Input material

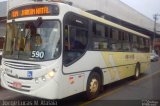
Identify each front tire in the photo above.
[86,72,102,100]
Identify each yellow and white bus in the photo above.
[1,2,150,99]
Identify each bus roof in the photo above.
[7,2,150,38]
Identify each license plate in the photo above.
[12,82,22,89]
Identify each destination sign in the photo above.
[8,5,59,19]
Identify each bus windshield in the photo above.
[3,20,61,61]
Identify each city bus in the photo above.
[1,2,150,100]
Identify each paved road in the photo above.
[0,61,160,106]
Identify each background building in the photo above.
[0,0,160,52]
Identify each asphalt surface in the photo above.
[0,61,160,106]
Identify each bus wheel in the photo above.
[134,65,140,79]
[86,72,101,100]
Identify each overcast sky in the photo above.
[121,0,160,23]
[0,0,160,23]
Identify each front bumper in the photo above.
[1,71,59,99]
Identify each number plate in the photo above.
[12,82,22,89]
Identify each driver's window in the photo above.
[63,12,88,65]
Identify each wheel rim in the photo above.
[90,79,99,93]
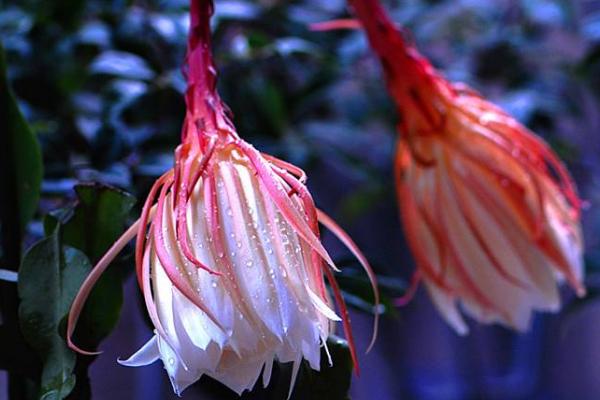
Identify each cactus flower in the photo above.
[68,0,375,394]
[330,0,585,334]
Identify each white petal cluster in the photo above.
[121,147,339,394]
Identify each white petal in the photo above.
[306,287,342,321]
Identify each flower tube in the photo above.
[67,0,378,394]
[342,0,585,334]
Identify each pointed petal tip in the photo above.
[67,339,103,356]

Job
Rewrite all of the rows above, replacing "Identify" with "Locate" and leaving everything else unchanged. Omit the pictures from your answer.

Task answer
Locate each front tire in the photo above.
[86,72,102,100]
Locate each yellow and white bus in the photo above.
[1,2,150,99]
Locate each bus roof in the photo above.
[7,2,150,38]
Locate each license plate in the photo above.
[12,82,22,89]
Locate each destination sign in the photo above.
[8,5,59,19]
Locate each bus windshield in the photo above.
[3,20,61,61]
Locate each city bus in the photo above.
[1,2,150,100]
Locate each paved road in the photo above.
[0,61,160,106]
Locate each background building in the photo above.
[0,0,160,52]
Locate each asphalt surface in the photo above.
[0,61,160,106]
Locate each bus wheel in the photo above.
[134,65,140,79]
[86,72,101,100]
Locate each overcast sky in the photo above.
[121,0,160,23]
[0,0,160,23]
Locate each front bumper in the photo above.
[1,71,59,99]
Locate each number plate in the photo above.
[12,82,22,89]
Locate each driver's window in the photo above.
[63,12,88,65]
Locate each wheel rim in the photo above.
[90,79,99,93]
Locate each cactus flower in the photo above.
[68,0,375,394]
[330,0,585,334]
Locate each white petal cluster in the photo above.
[121,147,339,394]
Locate each white petal in the photo above.
[306,287,342,321]
Locate each flower tube in the photo above.
[67,0,378,394]
[342,0,585,334]
Locate each pointed petal tip in the photo above.
[67,339,103,356]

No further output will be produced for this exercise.